> **DATA TO EXAMINE**:
+ + + + +
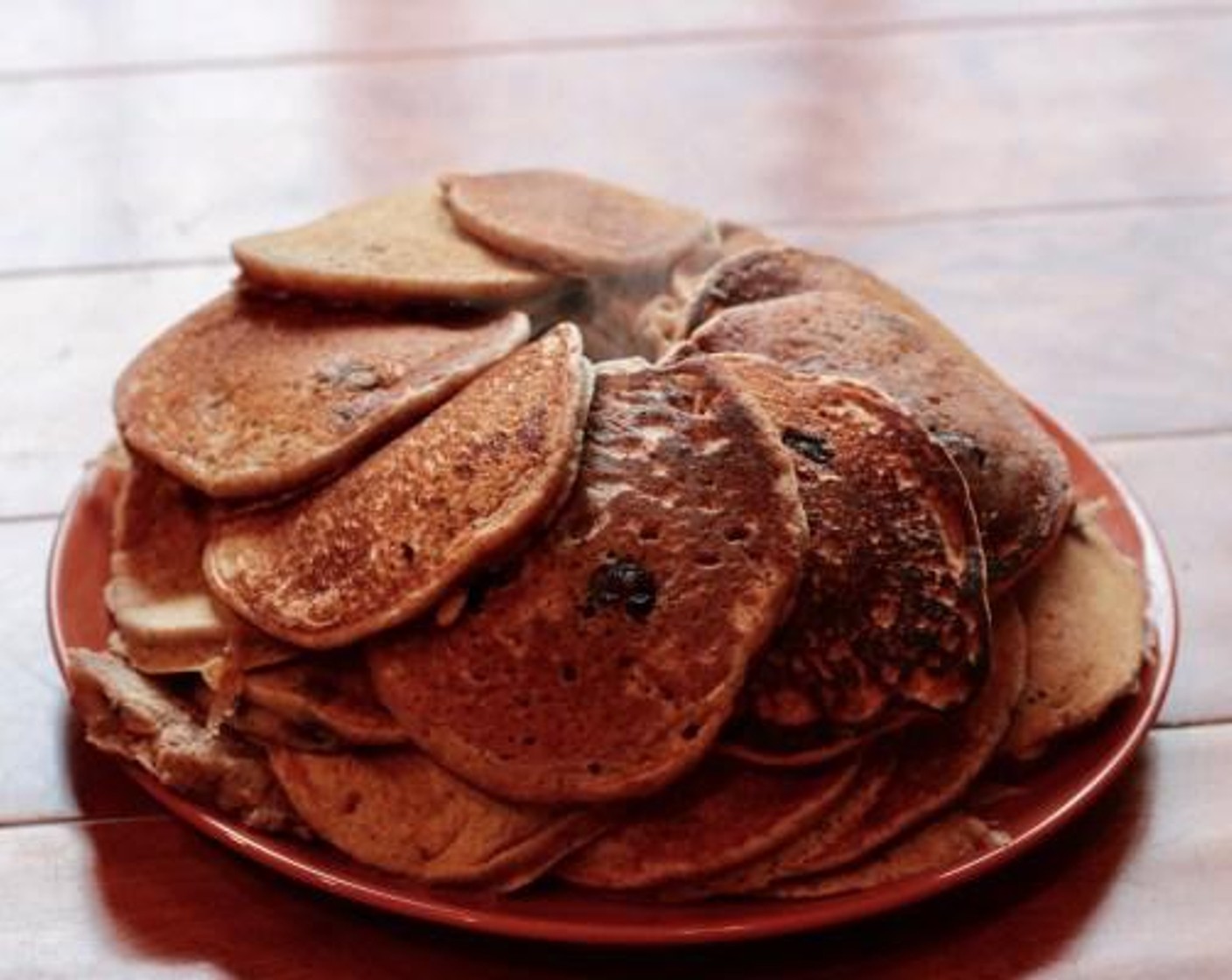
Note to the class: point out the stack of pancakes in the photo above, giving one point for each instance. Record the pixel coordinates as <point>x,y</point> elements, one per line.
<point>524,525</point>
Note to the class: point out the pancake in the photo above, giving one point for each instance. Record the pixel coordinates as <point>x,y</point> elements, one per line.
<point>129,715</point>
<point>243,650</point>
<point>1018,477</point>
<point>945,842</point>
<point>398,810</point>
<point>769,270</point>
<point>935,766</point>
<point>834,823</point>
<point>393,249</point>
<point>658,320</point>
<point>891,617</point>
<point>1087,638</point>
<point>392,536</point>
<point>328,694</point>
<point>570,223</point>
<point>606,663</point>
<point>256,397</point>
<point>721,816</point>
<point>166,620</point>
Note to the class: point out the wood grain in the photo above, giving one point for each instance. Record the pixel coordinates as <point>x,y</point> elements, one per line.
<point>1113,320</point>
<point>70,36</point>
<point>127,169</point>
<point>1184,485</point>
<point>1135,889</point>
<point>46,771</point>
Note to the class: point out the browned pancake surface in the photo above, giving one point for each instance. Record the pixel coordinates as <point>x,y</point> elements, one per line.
<point>331,693</point>
<point>769,270</point>
<point>166,620</point>
<point>389,537</point>
<point>570,222</point>
<point>398,248</point>
<point>1087,638</point>
<point>606,666</point>
<point>891,614</point>
<point>935,766</point>
<point>398,810</point>
<point>941,844</point>
<point>853,325</point>
<point>254,397</point>
<point>718,817</point>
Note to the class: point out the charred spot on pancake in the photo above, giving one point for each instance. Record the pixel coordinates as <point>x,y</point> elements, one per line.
<point>350,374</point>
<point>621,581</point>
<point>961,446</point>
<point>494,578</point>
<point>809,445</point>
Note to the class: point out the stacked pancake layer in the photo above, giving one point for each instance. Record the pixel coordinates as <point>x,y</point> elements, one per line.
<point>528,528</point>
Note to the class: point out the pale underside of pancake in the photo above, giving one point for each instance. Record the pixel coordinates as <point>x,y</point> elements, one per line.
<point>1087,638</point>
<point>607,662</point>
<point>948,841</point>
<point>572,223</point>
<point>250,396</point>
<point>166,621</point>
<point>129,715</point>
<point>389,537</point>
<point>891,615</point>
<point>328,698</point>
<point>718,817</point>
<point>399,248</point>
<point>935,766</point>
<point>398,810</point>
<point>821,314</point>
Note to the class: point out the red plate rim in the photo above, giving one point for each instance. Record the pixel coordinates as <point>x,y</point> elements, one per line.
<point>616,922</point>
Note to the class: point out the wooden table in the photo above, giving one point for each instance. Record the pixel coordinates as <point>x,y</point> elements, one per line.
<point>1054,178</point>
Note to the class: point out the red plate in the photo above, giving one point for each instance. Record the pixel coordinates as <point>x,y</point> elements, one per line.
<point>1047,799</point>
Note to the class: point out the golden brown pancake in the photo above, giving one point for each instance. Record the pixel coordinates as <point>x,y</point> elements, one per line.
<point>891,617</point>
<point>772,270</point>
<point>393,249</point>
<point>398,810</point>
<point>657,320</point>
<point>326,694</point>
<point>850,323</point>
<point>166,619</point>
<point>607,662</point>
<point>942,844</point>
<point>836,822</point>
<point>254,397</point>
<point>129,715</point>
<point>570,223</point>
<point>935,766</point>
<point>719,816</point>
<point>386,540</point>
<point>1087,638</point>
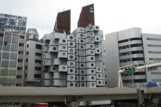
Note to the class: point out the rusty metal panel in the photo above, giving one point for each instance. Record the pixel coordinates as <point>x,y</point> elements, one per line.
<point>86,16</point>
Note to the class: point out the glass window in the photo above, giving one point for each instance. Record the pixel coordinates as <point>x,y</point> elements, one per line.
<point>5,55</point>
<point>38,46</point>
<point>5,63</point>
<point>13,56</point>
<point>14,47</point>
<point>15,39</point>
<point>13,63</point>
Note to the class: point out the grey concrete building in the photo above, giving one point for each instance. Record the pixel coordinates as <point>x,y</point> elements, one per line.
<point>89,69</point>
<point>54,59</point>
<point>12,46</point>
<point>73,60</point>
<point>131,47</point>
<point>33,58</point>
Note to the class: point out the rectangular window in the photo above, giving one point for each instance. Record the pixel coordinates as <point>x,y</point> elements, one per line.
<point>38,46</point>
<point>13,56</point>
<point>21,44</point>
<point>38,54</point>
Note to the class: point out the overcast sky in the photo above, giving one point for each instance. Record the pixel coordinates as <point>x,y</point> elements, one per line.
<point>110,15</point>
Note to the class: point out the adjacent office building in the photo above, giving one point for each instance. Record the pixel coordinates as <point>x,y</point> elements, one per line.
<point>12,46</point>
<point>33,58</point>
<point>132,47</point>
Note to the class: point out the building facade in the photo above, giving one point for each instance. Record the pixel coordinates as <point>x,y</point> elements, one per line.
<point>54,59</point>
<point>131,47</point>
<point>33,58</point>
<point>73,60</point>
<point>12,46</point>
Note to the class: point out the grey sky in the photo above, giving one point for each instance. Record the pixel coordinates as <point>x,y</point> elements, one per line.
<point>111,15</point>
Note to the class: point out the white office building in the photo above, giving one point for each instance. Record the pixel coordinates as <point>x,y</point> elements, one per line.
<point>33,58</point>
<point>12,48</point>
<point>132,47</point>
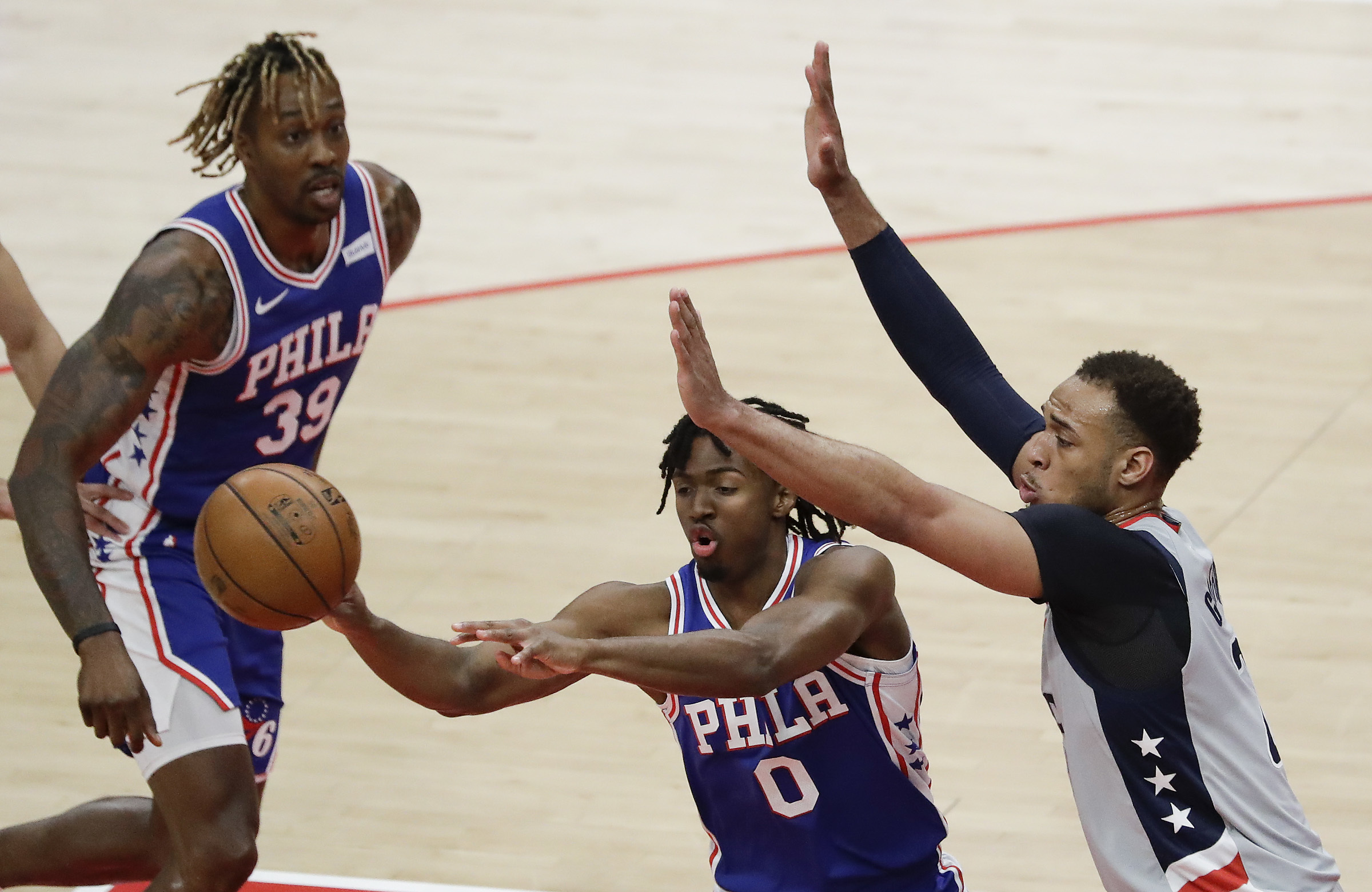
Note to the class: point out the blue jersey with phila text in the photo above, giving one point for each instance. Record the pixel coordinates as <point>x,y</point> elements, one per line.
<point>271,394</point>
<point>821,785</point>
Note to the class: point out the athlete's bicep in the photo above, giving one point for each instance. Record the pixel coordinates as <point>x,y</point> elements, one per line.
<point>400,212</point>
<point>170,306</point>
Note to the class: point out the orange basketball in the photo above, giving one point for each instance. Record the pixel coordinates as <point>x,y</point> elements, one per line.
<point>278,547</point>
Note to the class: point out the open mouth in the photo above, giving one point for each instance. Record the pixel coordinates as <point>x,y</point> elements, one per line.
<point>703,542</point>
<point>326,189</point>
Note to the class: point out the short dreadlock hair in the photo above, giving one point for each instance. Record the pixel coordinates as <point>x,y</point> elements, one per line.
<point>804,519</point>
<point>249,76</point>
<point>1156,408</point>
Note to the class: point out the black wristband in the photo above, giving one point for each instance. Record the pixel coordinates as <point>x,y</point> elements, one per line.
<point>91,631</point>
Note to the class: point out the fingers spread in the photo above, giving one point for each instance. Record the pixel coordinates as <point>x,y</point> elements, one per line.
<point>147,726</point>
<point>102,522</point>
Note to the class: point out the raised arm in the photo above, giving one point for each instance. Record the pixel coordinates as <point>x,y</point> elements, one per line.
<point>173,305</point>
<point>434,673</point>
<point>31,342</point>
<point>921,322</point>
<point>35,349</point>
<point>856,483</point>
<point>840,596</point>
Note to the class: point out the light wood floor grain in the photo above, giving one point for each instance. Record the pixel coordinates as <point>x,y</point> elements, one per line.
<point>502,452</point>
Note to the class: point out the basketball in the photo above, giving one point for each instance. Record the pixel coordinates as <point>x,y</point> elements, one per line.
<point>278,547</point>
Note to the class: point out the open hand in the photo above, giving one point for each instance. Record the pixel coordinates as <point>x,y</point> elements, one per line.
<point>350,611</point>
<point>534,651</point>
<point>101,522</point>
<point>94,496</point>
<point>827,159</point>
<point>111,696</point>
<point>697,378</point>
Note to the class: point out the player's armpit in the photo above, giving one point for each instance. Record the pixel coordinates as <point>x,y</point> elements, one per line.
<point>400,212</point>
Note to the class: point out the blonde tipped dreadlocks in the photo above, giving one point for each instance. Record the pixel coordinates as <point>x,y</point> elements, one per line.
<point>252,74</point>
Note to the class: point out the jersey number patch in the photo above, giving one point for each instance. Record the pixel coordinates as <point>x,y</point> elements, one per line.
<point>287,407</point>
<point>766,774</point>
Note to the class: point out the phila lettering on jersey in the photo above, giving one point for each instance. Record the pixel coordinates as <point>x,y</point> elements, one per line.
<point>272,393</point>
<point>1182,790</point>
<point>818,785</point>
+ + + + +
> **WHAT NEEDS TO BE DONE**:
Only the lines from the one holding "Note to the class: point out the player's" to the end of the material are wanted, each transcribed exactly.

> **ANSWER BOX**:
Note to the class: point out the player's armpit in the photo above, giving one point for each instance. Record the pixel coordinates as <point>x,y</point> elements, one per line.
<point>400,212</point>
Note to the class: point out the blonde tipped dreadlocks in the photo above, giving one point for each instance. Record the pixel coordinates as <point>x,y</point> elements, one per line.
<point>252,74</point>
Note to the class: point out the jersey number patch in the photo above, giving one point for each instance. Record the pixel coordinates as <point>x,y</point> elements, one per line.
<point>287,407</point>
<point>766,774</point>
Note to the class: point out the phila lettering on jersey in the photo above, giving one point for each instance. Record the pixel coordinates as <point>x,y</point> elements, one per line.
<point>272,393</point>
<point>1182,790</point>
<point>818,785</point>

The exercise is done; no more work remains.